29 Haziran 2015 01:00

Rojava'da IŞİD, Suriye'de Nusra!

Rojava'da IŞİD, Suriye'de Nusra!

Fotoğraf: Envato

Paylaş

Başkanlık hevesi kursağında kalan Cumhurbaşkanı Erdoğan, seçim sonuçlarının şokunu atlatıp eski günlerine geri döndü.

Kürtlerin Til Ebyad’ı (Girê Spî) IŞİD’in elinden almasından beri büyük bir panik ve öfke içinde ardı sıra açıklamalar yapıyor. En son Kızılay iftarında yaptığı konuşmada “Suriye’nin kuzeyinde bir devlet kurulmasına asla müsaade etmeyeceğiz. Bedeli ne olursa olsun buna engel olacağız” diyordu.

Defalarca söylendi, yine hatırlatalım. AKP Hükümeti’nin Suriye’ye müdahale politikasının başladığı günden bu yana iki temel hedefi vardı. Birincisi, Esad rejimini devirip yeni Osmanlıcı Sünni İslam’ın liderliği politikasına yaşam alanı yaratmaktı. İkincisi de Rojava’da Kürtlerin özerkliğini engellemekti. Çünkü Rojava’daki özerklik, AKP’nin ülkede Kürt hareketine kendi politikalarını dayatma olanağını ortadan kaldırıyordu.  İlk zamanlar ‘tampon bölge’ oluşturmak için mülteci akınının teşvik edilmesinden ülke içinde ÖSO (Özgür Suriye Ordusu) kamplarının kurulmasına, S. Arabistan ve Katar’la işbirliğinden cihatçı gruplara silah ve mühimmat gönderilen MİT tırlarına kadar atılan her adım bu iki temel hedef doğrultusunda atıldı.

IŞİD, Kobanê’de Suriye savaşının başladığı günden bugüne yapılan ikinci en büyük katliamı yapmışken ne diyor Erdoğan? “Suriye’nin kuzeyinde bir devlet kurulmasına asla müsaade etmeyeceğiz. Bedeli ne olursa olsun buna engel olacağız.” Ve alçaklığın bile seviye haline geldiği AKP’nin çukur medyası, IŞİD kundaktaki bebekten 80’lik ihtiyarlara kadar halkı katlederken PYD’yi hedef yapan yayınlarını sürdürüyordu.

• İşlenecek kayıtlar:
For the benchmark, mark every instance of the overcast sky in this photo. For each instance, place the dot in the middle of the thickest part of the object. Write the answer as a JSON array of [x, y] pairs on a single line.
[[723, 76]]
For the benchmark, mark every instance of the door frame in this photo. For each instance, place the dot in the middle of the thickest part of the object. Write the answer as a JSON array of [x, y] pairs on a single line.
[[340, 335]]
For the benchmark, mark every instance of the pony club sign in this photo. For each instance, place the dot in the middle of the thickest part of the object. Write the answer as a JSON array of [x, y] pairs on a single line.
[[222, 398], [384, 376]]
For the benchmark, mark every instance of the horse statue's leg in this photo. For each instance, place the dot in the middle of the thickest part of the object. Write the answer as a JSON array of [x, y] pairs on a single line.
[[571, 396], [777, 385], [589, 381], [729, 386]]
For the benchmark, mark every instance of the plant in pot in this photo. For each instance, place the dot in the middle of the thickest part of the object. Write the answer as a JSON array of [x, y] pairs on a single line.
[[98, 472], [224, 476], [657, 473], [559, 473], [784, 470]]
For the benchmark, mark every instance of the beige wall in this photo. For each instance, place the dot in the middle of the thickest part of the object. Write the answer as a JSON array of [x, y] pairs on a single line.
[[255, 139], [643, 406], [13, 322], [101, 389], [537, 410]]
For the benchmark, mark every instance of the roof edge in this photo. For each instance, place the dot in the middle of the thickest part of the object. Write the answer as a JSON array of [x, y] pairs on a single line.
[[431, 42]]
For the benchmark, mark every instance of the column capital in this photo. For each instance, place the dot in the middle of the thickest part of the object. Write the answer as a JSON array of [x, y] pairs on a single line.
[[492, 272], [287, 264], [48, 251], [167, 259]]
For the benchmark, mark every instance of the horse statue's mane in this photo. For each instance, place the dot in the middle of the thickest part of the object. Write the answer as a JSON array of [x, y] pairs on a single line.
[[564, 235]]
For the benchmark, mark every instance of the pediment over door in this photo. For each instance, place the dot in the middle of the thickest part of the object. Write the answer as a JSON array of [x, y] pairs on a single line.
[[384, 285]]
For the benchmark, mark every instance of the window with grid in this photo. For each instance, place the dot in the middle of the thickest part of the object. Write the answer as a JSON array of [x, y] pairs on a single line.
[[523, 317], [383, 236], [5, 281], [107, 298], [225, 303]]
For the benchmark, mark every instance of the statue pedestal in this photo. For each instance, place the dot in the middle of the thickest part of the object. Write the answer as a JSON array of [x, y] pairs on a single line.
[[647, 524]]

---

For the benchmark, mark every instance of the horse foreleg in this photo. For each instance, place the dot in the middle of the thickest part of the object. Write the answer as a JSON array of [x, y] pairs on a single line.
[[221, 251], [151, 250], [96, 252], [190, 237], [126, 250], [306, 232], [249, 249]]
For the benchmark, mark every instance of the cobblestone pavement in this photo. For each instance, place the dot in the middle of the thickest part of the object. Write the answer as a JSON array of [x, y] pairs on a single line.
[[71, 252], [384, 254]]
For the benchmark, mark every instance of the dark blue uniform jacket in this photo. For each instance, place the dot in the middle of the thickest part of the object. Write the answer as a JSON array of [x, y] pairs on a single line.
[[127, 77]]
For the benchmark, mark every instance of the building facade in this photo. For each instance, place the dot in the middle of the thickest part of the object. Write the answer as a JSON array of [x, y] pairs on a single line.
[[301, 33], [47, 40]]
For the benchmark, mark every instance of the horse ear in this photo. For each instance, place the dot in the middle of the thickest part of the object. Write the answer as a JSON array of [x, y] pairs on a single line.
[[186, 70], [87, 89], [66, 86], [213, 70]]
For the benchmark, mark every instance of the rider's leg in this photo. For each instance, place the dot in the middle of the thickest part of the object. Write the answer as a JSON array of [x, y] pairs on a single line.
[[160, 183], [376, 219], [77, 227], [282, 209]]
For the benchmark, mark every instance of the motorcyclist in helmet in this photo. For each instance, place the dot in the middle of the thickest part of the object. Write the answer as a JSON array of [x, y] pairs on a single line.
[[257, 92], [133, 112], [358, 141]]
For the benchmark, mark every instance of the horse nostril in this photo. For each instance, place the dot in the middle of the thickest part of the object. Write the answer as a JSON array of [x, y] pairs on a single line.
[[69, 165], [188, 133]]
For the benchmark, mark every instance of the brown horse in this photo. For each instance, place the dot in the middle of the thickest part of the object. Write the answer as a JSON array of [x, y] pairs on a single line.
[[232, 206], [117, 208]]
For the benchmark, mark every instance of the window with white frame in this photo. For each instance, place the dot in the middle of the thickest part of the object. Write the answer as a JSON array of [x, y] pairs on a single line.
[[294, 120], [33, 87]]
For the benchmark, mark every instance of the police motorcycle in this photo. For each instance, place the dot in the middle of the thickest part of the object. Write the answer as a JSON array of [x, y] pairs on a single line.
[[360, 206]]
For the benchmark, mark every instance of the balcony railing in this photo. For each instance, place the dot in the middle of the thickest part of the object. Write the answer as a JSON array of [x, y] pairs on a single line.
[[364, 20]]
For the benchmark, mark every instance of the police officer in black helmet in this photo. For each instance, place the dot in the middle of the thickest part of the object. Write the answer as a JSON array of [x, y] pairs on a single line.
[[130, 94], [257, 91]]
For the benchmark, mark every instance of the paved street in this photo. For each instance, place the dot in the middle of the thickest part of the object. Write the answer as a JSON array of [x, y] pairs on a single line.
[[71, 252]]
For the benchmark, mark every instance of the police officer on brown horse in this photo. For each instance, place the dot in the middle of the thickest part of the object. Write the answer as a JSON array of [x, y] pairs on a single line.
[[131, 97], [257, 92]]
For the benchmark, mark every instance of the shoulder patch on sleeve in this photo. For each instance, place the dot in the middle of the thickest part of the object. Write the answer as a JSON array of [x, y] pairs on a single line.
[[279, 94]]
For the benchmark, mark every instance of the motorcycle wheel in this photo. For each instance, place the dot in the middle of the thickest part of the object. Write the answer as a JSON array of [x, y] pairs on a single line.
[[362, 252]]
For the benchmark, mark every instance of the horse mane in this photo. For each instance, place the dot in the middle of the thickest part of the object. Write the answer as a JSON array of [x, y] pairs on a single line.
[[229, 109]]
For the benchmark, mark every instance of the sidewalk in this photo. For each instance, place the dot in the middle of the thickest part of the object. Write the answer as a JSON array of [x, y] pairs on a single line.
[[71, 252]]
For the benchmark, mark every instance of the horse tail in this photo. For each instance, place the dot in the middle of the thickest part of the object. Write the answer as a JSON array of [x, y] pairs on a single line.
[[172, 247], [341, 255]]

==

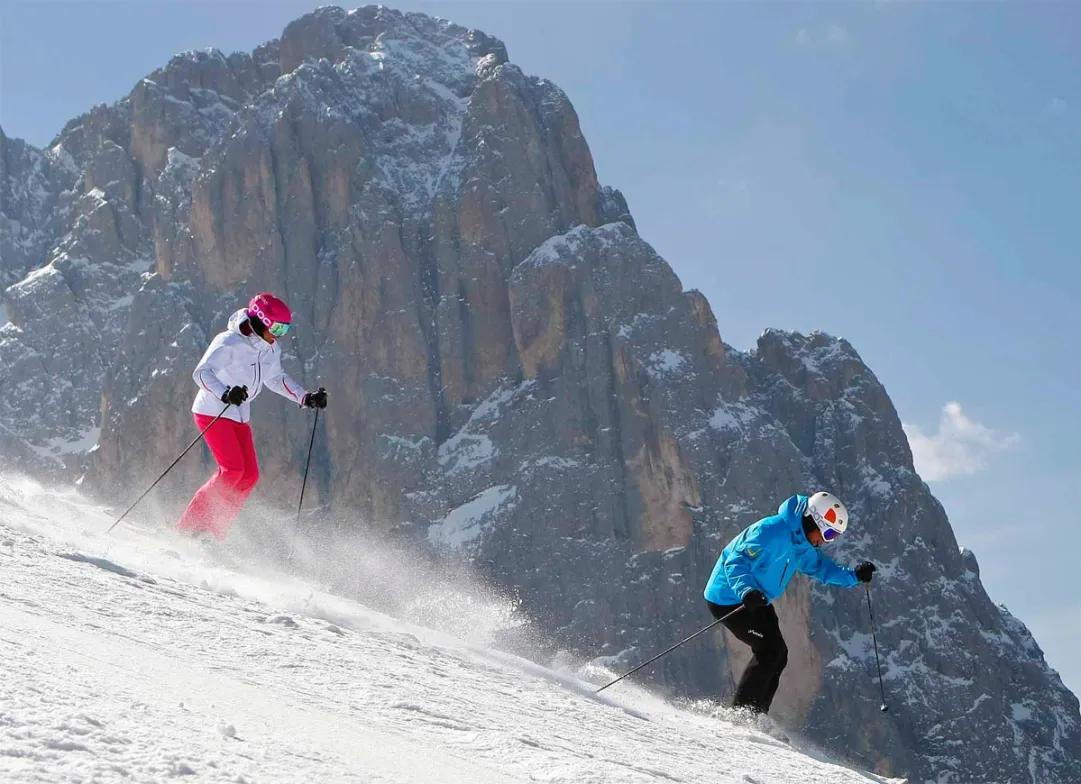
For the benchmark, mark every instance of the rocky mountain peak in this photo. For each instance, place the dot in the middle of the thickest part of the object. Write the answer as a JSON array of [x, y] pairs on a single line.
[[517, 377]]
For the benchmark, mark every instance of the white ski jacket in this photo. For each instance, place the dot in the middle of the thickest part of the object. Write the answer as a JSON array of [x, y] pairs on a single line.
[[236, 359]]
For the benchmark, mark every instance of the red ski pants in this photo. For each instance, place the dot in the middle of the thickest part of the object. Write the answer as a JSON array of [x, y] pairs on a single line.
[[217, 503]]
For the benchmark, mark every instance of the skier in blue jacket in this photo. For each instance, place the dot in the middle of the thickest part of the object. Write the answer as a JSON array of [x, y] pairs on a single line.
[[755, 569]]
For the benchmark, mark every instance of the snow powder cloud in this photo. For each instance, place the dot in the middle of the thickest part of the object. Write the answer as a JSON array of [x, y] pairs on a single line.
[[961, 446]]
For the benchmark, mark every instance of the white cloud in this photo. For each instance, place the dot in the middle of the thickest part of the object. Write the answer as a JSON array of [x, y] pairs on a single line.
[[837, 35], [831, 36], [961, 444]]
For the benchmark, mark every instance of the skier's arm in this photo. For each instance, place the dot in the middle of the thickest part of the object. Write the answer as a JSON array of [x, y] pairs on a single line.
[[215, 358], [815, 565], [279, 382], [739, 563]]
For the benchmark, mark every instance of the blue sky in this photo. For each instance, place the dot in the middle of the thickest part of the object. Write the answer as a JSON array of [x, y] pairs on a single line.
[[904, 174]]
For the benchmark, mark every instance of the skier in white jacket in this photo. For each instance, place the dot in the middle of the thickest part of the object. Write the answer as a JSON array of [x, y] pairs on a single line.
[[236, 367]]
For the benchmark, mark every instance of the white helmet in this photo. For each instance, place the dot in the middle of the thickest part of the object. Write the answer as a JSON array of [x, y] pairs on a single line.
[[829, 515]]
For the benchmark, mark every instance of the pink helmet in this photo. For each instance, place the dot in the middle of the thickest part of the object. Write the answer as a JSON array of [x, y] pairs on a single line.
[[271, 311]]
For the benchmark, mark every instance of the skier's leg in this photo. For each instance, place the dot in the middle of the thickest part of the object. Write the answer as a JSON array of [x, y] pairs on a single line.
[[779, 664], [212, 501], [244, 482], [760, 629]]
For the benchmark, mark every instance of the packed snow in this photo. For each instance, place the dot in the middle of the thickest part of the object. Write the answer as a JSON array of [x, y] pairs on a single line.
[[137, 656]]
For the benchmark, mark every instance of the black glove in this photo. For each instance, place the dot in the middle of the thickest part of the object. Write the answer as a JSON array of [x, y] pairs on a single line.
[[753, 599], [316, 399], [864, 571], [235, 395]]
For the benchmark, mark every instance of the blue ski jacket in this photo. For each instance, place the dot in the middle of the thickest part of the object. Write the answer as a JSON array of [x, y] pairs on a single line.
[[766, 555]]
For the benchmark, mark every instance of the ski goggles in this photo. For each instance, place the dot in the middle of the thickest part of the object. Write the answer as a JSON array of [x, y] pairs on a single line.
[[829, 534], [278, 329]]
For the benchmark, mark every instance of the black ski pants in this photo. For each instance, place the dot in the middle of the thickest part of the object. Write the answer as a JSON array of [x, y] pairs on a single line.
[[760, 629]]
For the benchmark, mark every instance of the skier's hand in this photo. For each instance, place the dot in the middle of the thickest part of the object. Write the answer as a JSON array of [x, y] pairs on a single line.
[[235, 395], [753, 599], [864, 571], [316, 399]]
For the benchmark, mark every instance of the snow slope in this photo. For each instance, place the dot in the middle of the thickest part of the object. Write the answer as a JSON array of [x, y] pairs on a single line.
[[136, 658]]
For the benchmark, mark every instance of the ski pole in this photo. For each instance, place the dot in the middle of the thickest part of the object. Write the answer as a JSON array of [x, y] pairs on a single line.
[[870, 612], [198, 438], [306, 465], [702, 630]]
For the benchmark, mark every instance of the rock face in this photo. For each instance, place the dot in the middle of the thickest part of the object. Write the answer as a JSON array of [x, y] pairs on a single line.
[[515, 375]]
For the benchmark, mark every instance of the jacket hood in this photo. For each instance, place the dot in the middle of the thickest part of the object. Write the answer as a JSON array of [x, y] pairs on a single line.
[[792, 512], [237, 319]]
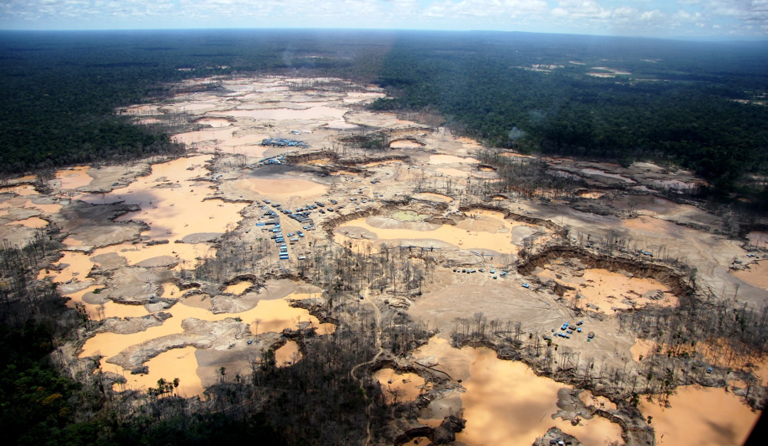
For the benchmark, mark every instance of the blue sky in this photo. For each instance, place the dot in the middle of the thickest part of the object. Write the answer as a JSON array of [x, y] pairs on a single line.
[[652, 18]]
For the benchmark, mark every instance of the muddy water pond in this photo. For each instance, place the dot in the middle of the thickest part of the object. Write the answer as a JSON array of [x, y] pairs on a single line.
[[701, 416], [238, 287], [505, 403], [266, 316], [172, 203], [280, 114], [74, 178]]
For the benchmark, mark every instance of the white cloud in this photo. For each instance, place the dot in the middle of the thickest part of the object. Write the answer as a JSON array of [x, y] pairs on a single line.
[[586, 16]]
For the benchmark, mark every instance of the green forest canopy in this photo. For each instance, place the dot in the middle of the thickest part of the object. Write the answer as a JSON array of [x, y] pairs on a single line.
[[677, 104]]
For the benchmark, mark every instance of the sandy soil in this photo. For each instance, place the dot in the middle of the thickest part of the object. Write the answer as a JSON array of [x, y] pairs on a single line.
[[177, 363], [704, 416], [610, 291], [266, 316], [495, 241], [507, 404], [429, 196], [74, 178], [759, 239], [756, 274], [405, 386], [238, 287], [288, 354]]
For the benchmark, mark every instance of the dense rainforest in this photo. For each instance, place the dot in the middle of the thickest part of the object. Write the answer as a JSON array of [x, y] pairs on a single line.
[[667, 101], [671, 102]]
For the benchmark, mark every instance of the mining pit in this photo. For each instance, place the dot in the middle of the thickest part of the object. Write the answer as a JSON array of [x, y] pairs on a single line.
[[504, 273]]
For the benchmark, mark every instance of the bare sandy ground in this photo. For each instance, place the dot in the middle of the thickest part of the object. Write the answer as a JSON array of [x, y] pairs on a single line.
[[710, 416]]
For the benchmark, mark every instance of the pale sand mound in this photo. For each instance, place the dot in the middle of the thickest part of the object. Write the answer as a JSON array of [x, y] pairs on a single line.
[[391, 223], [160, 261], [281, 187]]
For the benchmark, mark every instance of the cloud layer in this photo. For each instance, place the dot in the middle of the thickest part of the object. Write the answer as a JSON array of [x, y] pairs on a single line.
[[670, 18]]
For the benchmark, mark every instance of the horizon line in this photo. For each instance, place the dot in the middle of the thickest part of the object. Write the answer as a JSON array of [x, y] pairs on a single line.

• Yapılacak görevler:
1. Kaynak metne göre AKP Hükümeti'nin Suriye'ye müdahale politikasındaki iki temel hedeften ikincisi nedir?
2. Kayıtlarda "snow" sözcüğünü içeren satırların tümünü seçip kopyalayınız.
Kaynak metin ile kayıtlar arasında herhangi bir ilişki bulunmamaktadır.

• Çözümler:
1. Rojava'da Kürtlerin özerkliğini engellemek.

2.
For the benchmark, mark every instance of the snow powder cloud in this photo. For each instance, place the dot in the middle of the thickest part of the object. Write the answer as a JSON array of [x, y] pairs on a single line.
For the benchmark, mark every instance of the packed snow in this photo. For each instance, place the dot in the middle of the thickest part of the object. Write the answer as a JSON array of [x, y] pairs on a single line.
For the benchmark, mark every instance of the snow slope in this photo. For each instance, place the dot in the middle of the thickest part of the object. Write the answer as a JSON array of [x, y] pairs on a single line.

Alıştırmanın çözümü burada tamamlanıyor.